● GIVEN REQUEST A
Copy word for word the part of the text on trees that opens with the words containing "The following example" and closes with "btnCopy_Click(object sender, EventArgs e)".

For the above binary tree, a pre-order traversal visits the node as follows: B, C, A, F, E, G, D, I, H.

Post-Order Traversal

This is a recursive procedure (the procedure calls itself repeatedly):

For the above binary tree, a pre-order traversal visits the node as follows: C, B, F, G, E, I, H, D, A.

Implementing Trees

General Trees

The recursive definition of a tree T = {r, T1, T2, ... , Tn} has important implications when considering the implementation of a tree. In effect, since a tree contains zero or more sub-trees, when implemented as a container, we get a container that contains other containers. The figure on the right shows the general approach used to implement the tree on the left:

           

The basic idea is this: each node has associated with it a linked-list of its sub-trees. A linked list is used because there is no restriction on length. This allows each node to have an arbitrary degree .

N-ary Trees

By definition, a Nary tree is either an empty tree or a tree composed of a root and exactly N sub-trees. The following represent a Nary tree where N = 3.

 

The basic idea is this: each node has associated with it an array of length N of sub-tree nodes. An array is used because we know that the arity of the tree is a fixed number, N.

Binary Trees

By definition, a binary tree is either an empty tree or a tree composed of a root and exactly 2 sub-trees. The following represent a binary tree where N = 2.

 

The basic idea is this: each node has associated with it a left sub-tree and a right sub-tree . While we could use an array because we know that the arity of the tree is a fixed number 2, it is more efficient for each node to contain two fields that refer to the left and right sub-trees of that node.

Examples

Tree Traversals

The following example shows how to traverse an already existing tree. The tree is actualy a Windows Forms TreeView whose nodes were added manually. Results are shown after the code:

public partial class Form1 : Form
{
    int nCounter = 0;
    public Form1()
    {
        InitializeComponent();
    }

    private void btnCopy_Click(object sender, EventArgs e)
    {
        TreeNode nodeNew = CopyTree(trvLeft.Nodes[0]);
        trvRight.Nodes.Add(nodeNew);
    }

    private void btnPreOrder_Click(object sender, EventArgs e)

● GIVEN REQUEST B
Set down the entire listing below, line for line, without any changes.

● TASK DATA
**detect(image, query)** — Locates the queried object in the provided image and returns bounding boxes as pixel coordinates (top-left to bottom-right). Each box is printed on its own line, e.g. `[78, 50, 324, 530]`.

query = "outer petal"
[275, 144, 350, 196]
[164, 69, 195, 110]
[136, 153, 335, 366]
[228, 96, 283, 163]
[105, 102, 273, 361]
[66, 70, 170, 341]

● FINISHED ANSWER A
The following example shows how to traverse an already existing tree. The tree is actualy a Windows Forms TreeView whose nodes were added manually. Results are shown after the code:

public partial class Form1 : Form
{
    int nCounter = 0;
    public Form1()
    {
        InitializeComponent();
    }

    private void btnCopy_Click(object sender, EventArgs e)

● FINISHED ANSWER B
**detect(image, query)** — Locates the queried object in the provided image and returns bounding boxes as pixel coordinates (top-left to bottom-right). Each box is printed on its own line, e.g. `[78, 50, 324, 530]`.

query = "outer petal"
[275, 144, 350, 196]
[164, 69, 195, 110]
[136, 153, 335, 366]
[228, 96, 283, 163]
[105, 102, 273, 361]
[66, 70, 170, 341]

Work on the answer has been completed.